-- Start --

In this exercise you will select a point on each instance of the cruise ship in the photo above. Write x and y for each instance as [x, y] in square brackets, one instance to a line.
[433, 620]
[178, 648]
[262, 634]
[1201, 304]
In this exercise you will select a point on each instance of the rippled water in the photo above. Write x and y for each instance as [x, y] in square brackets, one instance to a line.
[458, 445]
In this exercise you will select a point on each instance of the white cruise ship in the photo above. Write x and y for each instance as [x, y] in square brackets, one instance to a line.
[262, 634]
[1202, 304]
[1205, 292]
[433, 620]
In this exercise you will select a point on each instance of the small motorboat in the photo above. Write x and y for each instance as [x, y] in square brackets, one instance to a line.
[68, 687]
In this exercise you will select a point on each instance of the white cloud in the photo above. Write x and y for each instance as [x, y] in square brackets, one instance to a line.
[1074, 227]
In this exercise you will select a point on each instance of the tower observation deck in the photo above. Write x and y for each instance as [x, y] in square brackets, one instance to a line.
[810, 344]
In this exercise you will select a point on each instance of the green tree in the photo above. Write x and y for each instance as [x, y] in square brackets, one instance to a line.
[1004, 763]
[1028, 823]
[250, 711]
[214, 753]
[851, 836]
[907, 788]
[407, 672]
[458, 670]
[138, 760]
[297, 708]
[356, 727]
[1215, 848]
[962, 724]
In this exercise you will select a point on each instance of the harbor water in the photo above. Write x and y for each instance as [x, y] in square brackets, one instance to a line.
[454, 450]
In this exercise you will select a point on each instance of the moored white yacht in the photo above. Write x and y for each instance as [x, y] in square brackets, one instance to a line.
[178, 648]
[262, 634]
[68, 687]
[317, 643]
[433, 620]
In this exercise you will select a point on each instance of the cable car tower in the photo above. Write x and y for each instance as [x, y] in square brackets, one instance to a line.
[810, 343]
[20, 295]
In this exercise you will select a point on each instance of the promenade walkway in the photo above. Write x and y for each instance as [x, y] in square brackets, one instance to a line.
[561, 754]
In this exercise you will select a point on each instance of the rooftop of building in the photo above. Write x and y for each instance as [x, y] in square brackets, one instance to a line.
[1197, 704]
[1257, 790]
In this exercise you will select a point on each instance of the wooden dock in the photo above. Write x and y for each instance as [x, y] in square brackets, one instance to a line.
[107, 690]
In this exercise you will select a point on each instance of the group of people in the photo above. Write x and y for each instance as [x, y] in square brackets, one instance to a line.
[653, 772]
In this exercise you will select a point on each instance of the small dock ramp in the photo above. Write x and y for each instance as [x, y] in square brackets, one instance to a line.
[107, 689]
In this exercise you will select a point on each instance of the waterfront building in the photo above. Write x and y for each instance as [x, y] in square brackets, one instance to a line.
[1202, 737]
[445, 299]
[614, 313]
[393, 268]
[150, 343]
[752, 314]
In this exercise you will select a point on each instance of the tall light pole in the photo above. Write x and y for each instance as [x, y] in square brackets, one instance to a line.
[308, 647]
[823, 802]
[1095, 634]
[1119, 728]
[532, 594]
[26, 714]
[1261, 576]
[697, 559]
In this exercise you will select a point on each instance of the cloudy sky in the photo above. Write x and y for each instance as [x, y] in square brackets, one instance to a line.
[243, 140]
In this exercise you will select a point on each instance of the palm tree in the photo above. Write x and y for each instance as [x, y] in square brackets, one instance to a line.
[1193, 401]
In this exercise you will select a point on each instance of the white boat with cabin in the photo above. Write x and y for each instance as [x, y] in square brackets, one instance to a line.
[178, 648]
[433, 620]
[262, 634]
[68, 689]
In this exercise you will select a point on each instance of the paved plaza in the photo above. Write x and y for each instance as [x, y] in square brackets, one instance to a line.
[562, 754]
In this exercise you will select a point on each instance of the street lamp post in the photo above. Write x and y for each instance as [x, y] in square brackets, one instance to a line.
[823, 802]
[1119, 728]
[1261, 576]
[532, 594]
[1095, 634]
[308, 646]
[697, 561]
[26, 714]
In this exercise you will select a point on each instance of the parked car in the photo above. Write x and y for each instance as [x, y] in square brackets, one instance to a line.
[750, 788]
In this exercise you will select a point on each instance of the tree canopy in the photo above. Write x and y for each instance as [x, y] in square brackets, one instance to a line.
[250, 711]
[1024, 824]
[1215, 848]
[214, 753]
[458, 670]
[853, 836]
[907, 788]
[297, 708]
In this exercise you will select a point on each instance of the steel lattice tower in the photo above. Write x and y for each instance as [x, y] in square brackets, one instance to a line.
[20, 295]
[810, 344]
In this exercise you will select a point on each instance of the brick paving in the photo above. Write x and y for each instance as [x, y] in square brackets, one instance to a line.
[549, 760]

-- End --

● **What needs to be done**
The records above need to be transcribed in full. Keep every character unchanged.

● **The completed task**
In this exercise you will select a point on each instance of the cruise ship in the photo above. Write x and y for each instance as [x, y] in square brackets, one instance to a line.
[433, 620]
[178, 648]
[262, 634]
[1201, 304]
In this exercise you will select a point on each instance of the rippled water in the photo above. Write x and y for each instance as [x, y] in square brackets, one instance to a line.
[458, 445]
In this exercise you will select a point on each instance of the white cruise ship in the photo above. Write x and y for each instance as [x, y] in square brackets, one instance to a line.
[262, 634]
[1202, 304]
[1205, 292]
[433, 620]
In this exercise you will select a point on each instance of the small motorboat in the photo above. Write x and y for each instance as [x, y] in square brackets, one instance to a line.
[68, 687]
In this exercise you will select a point on each instance of the white cloud in the photo above. Write x and y for each instance as [x, y] in square brackets, one instance to a line.
[1074, 227]
In this exercise you will select a point on each instance of the tower observation deck in the photo above. Write x and y for each instance as [x, y] in square brackets, one instance to a line.
[810, 344]
In this exercise you will select a point on each instance of the green tree in the photo above. Write x and y for each instance as [x, y] in square brackets, one instance to a line.
[1004, 763]
[1028, 823]
[250, 711]
[214, 753]
[851, 836]
[907, 788]
[407, 672]
[458, 670]
[138, 760]
[297, 708]
[356, 727]
[1215, 848]
[962, 724]
In this exercise you will select a point on each instance of the harbor water in the photo above. Write x and y for each instance as [x, y] in square brackets, one instance to a line.
[454, 450]
In this exercise you will select a point on each instance of the moored white yacht in the photo above. Write x and y for each instance as [x, y] in square brackets, one instance to a line.
[178, 648]
[262, 634]
[68, 687]
[317, 643]
[433, 620]
In this exercise you will select a point on each instance of the cable car tower in the photo above. Write x and y for each instance as [x, y] in square brackets, one instance to a line.
[810, 343]
[20, 295]
In this exercise you will select a point on each instance of the promenade walkway in the photo above. Write x and y for each instance as [x, y] in square brackets, one instance to a line.
[561, 754]
In this exercise you will select a point on each instance of the rooftop of building in the photo above. Write x and y for each instance as [x, y] in square brackets, one instance to a line.
[1197, 704]
[1257, 790]
In this exercise you will select a point on each instance of the wooden dock in the photo above. Write x and y for each instance as [x, y] in square brackets, one instance to a line.
[107, 690]
In this exercise you will select a point on each instance of the group of people in the photo above. Write x and y for each instance as [x, y] in square brackets, one instance to a line.
[653, 772]
In this exercise you will select a point on each instance of the small dock ramp in the photo above. Write x and y for each instance as [x, y] in square brackets, one instance to a line.
[107, 689]
In this exercise you will select a point on each instance of the waterfront building in the photo above. Write x and y for each instance as [x, y] in square brackets, one instance to a line.
[1202, 737]
[445, 299]
[614, 313]
[393, 268]
[150, 343]
[752, 314]
In this exercise you will select a point on each instance of the tall light pole in the photo above. Write x and y for each instance as [x, y] in square brackets, one instance to a line.
[308, 647]
[823, 802]
[1095, 634]
[1119, 728]
[532, 594]
[26, 714]
[1261, 576]
[697, 559]
In this exercise you will select a point on each instance of the cloudy sky in the photo above. Write x and y for each instance as [x, y] in square brackets, one instance to a line.
[243, 140]
In this exercise you will select a point on each instance of the palm tree in the photo above. Write x and y for each instance as [x, y] in square brackets, one instance to a line.
[1193, 401]
In this exercise you will select a point on each instance of the white boat with cabin in the photo above. Write x and y for each instance as [x, y] in square brackets, one instance to a line.
[178, 648]
[433, 620]
[262, 634]
[68, 689]
In this exercise you will select a point on each instance of the paved plaza in the photo above. Write x and y for each instance as [x, y] in square brackets, one instance to a line.
[562, 754]
In this exercise you will select a point on each instance of the street lamp post in the photo above. Write x and y for each instance as [x, y] in square brackets, one instance to a line.
[823, 802]
[1119, 728]
[1261, 576]
[532, 594]
[1095, 634]
[308, 646]
[697, 561]
[26, 714]
In this exercise you will select a point on each instance of the parked car in the photo above. Write x and y for each instance as [x, y] in square brackets, one instance to a line.
[750, 788]
In this exercise you will select a point on each instance of the tree canopy in the photo above. Write x and y for each instance as [x, y] in square brackets, one instance to a line.
[250, 711]
[1024, 824]
[1215, 848]
[214, 753]
[458, 670]
[853, 836]
[907, 788]
[297, 708]
In this exercise you will select a point on each instance of the steel lattice tower in the photo above. Write x and y for each instance as [x, y] in square brackets, one instance to a line.
[20, 295]
[810, 344]
In this exercise you will select a point on each instance of the brick paving in the photo above. Write x and y for each instance as [x, y] in square brackets, one instance to a line.
[549, 760]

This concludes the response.